Request
Pick out every line in the entries below that contains the word "coming", and copy each of those lines.

The input
******************************

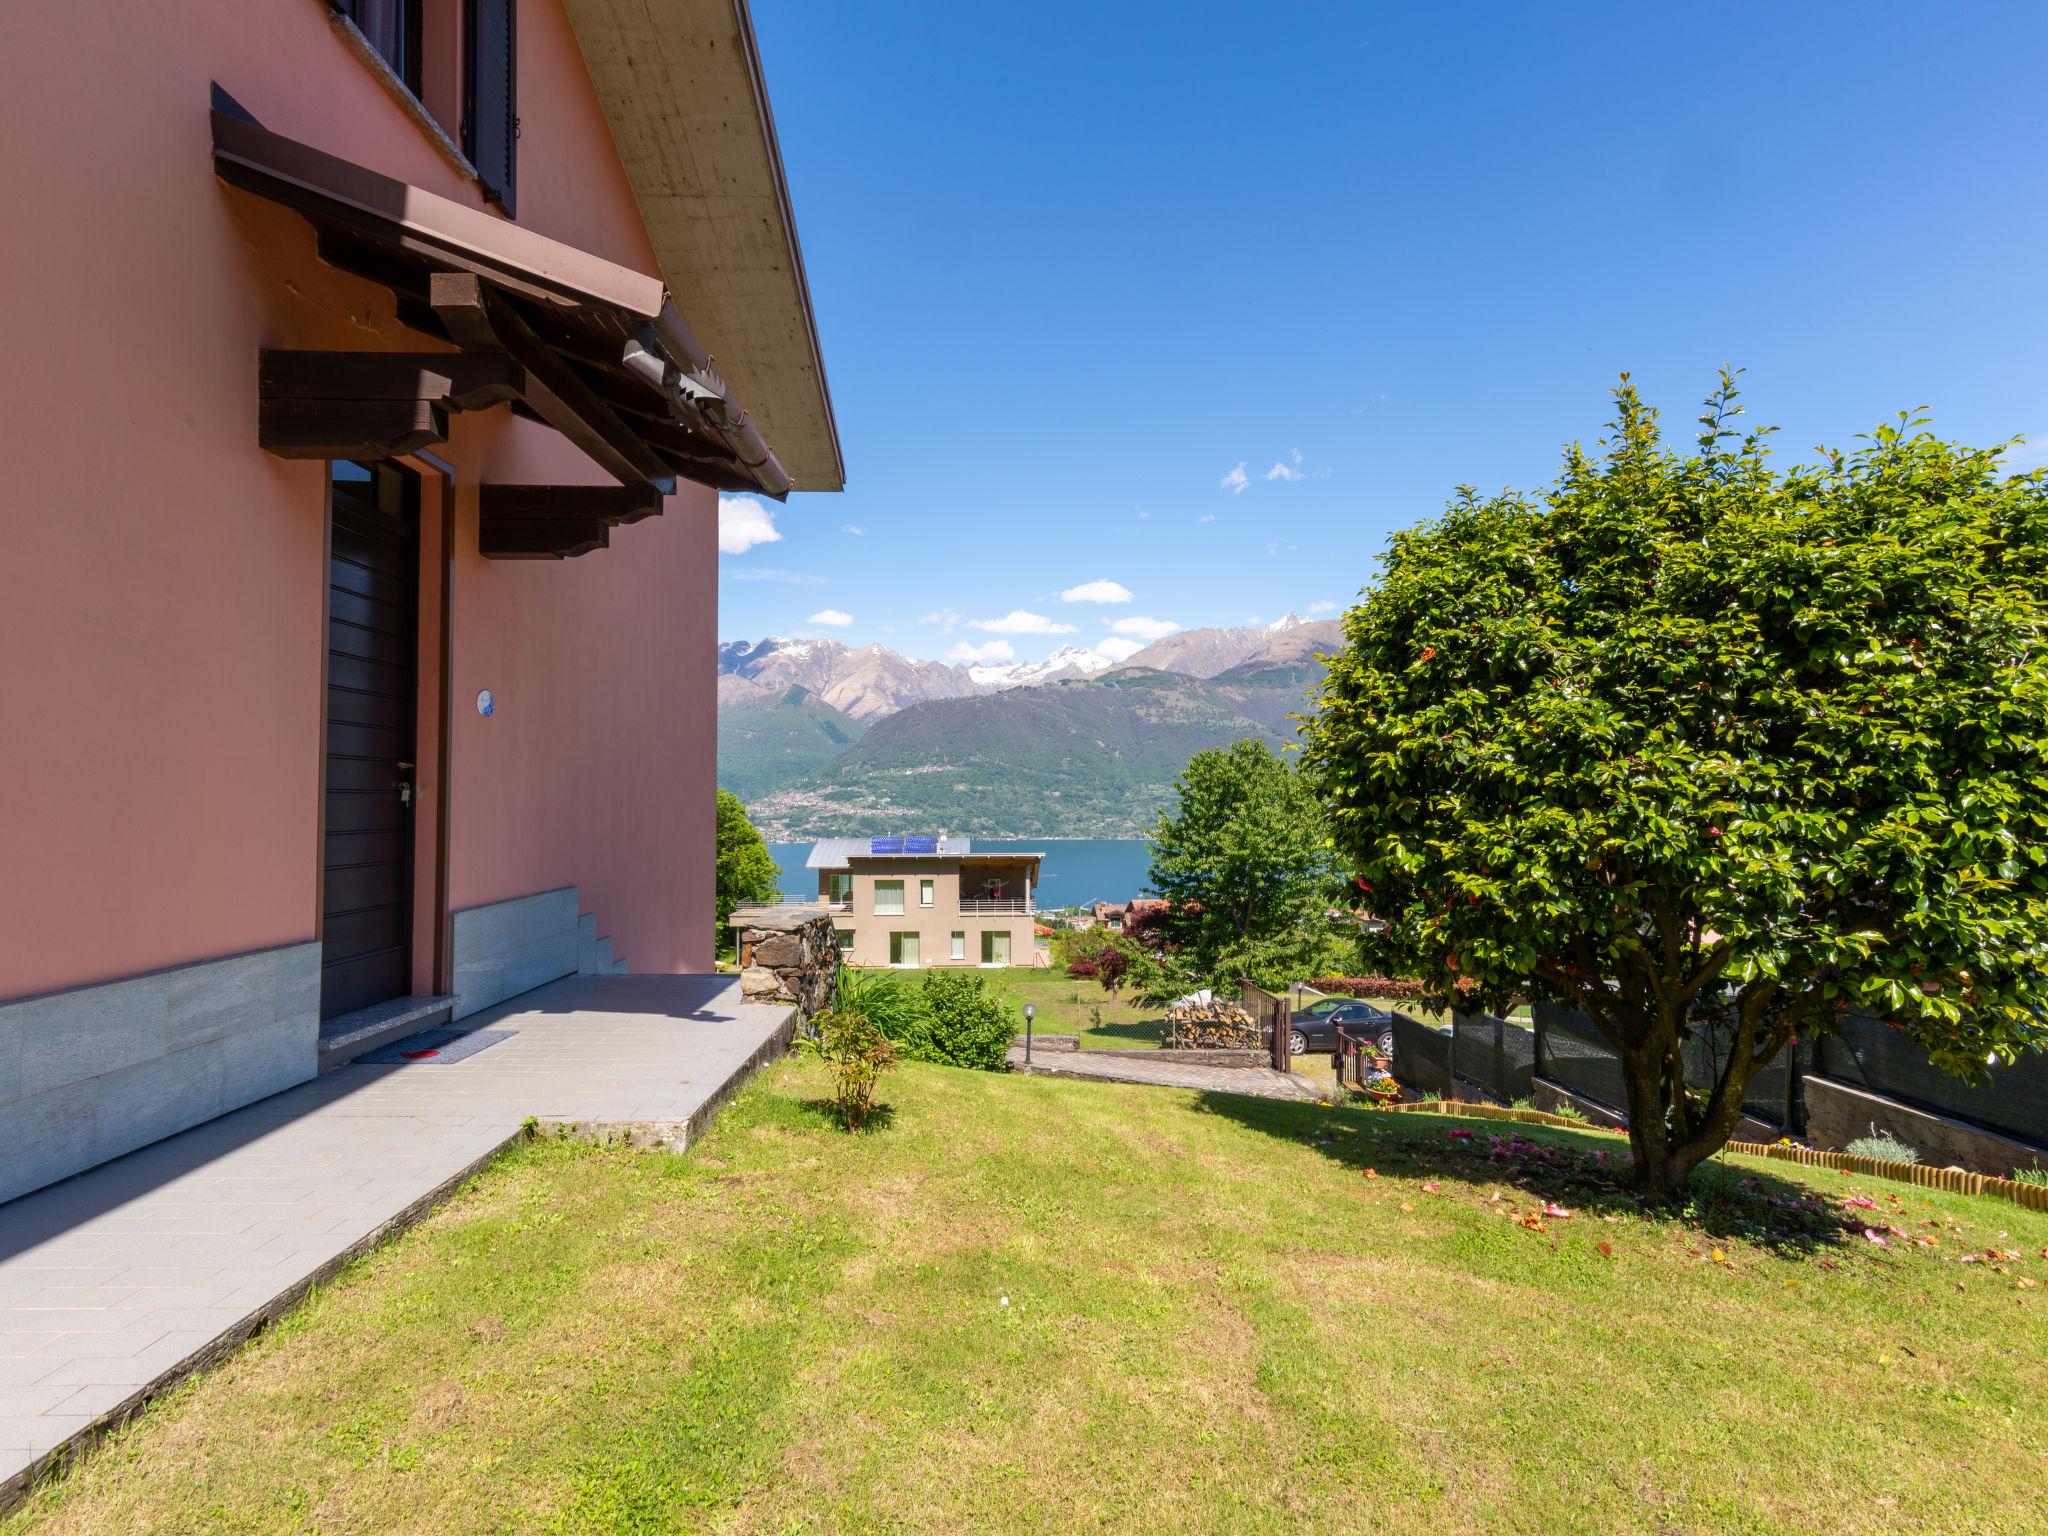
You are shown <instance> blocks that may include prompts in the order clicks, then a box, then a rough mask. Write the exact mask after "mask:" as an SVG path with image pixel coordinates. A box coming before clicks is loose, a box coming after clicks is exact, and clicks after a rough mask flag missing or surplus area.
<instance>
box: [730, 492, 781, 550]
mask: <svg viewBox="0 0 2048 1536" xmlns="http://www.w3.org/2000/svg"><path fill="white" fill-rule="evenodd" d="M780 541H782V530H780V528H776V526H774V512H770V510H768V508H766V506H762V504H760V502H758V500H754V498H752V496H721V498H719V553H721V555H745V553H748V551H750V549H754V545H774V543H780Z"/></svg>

******************************

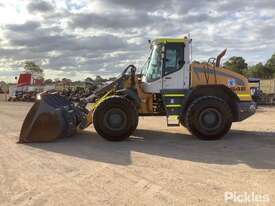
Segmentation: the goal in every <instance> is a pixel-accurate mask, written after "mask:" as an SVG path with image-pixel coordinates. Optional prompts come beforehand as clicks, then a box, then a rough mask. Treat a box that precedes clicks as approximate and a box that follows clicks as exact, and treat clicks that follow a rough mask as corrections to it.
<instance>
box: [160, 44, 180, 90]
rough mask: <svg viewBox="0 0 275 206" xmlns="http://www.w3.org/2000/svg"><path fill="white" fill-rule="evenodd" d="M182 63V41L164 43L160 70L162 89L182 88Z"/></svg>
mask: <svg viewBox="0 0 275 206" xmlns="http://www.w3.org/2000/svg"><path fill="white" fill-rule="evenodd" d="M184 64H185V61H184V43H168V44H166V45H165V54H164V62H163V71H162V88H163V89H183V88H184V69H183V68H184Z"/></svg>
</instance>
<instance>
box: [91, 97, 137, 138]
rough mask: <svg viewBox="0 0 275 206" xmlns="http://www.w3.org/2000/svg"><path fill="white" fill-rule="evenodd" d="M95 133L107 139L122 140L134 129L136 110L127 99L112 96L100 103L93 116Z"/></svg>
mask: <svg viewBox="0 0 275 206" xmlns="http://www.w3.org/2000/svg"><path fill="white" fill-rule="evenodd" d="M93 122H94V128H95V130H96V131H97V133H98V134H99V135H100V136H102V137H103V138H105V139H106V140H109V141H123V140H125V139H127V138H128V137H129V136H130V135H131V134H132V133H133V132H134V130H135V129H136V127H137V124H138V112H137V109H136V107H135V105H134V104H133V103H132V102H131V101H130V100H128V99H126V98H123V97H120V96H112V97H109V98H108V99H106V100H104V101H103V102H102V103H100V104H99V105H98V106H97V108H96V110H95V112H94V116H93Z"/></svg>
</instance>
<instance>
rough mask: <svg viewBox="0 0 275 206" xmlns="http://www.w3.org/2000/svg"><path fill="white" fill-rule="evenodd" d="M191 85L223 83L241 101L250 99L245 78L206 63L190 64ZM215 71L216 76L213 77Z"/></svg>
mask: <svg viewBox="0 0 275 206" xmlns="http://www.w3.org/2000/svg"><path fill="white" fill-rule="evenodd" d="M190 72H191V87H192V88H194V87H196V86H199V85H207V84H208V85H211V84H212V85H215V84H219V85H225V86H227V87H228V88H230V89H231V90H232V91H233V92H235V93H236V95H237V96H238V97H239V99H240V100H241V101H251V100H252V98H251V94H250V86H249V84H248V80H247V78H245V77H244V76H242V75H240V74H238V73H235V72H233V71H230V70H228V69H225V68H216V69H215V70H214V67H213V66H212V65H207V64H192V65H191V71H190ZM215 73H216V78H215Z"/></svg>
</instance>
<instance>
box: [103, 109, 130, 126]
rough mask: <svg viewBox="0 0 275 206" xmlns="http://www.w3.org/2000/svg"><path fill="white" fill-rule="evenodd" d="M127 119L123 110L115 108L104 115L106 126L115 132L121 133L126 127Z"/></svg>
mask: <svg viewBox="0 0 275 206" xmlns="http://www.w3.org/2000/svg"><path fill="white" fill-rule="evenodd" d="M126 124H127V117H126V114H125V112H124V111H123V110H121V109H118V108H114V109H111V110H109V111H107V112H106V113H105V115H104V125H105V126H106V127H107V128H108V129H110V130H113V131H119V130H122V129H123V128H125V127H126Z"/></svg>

******************************

Response to the exercise
You are shown <instance> blocks that may include prompts in the order clicks, then a box, then a rough mask. Write the exact mask after "mask:" as an SVG path with image pixel coordinates. A box coming before clicks is loose, a box coming after clicks is exact, and clicks after a rough mask flag missing or surplus area.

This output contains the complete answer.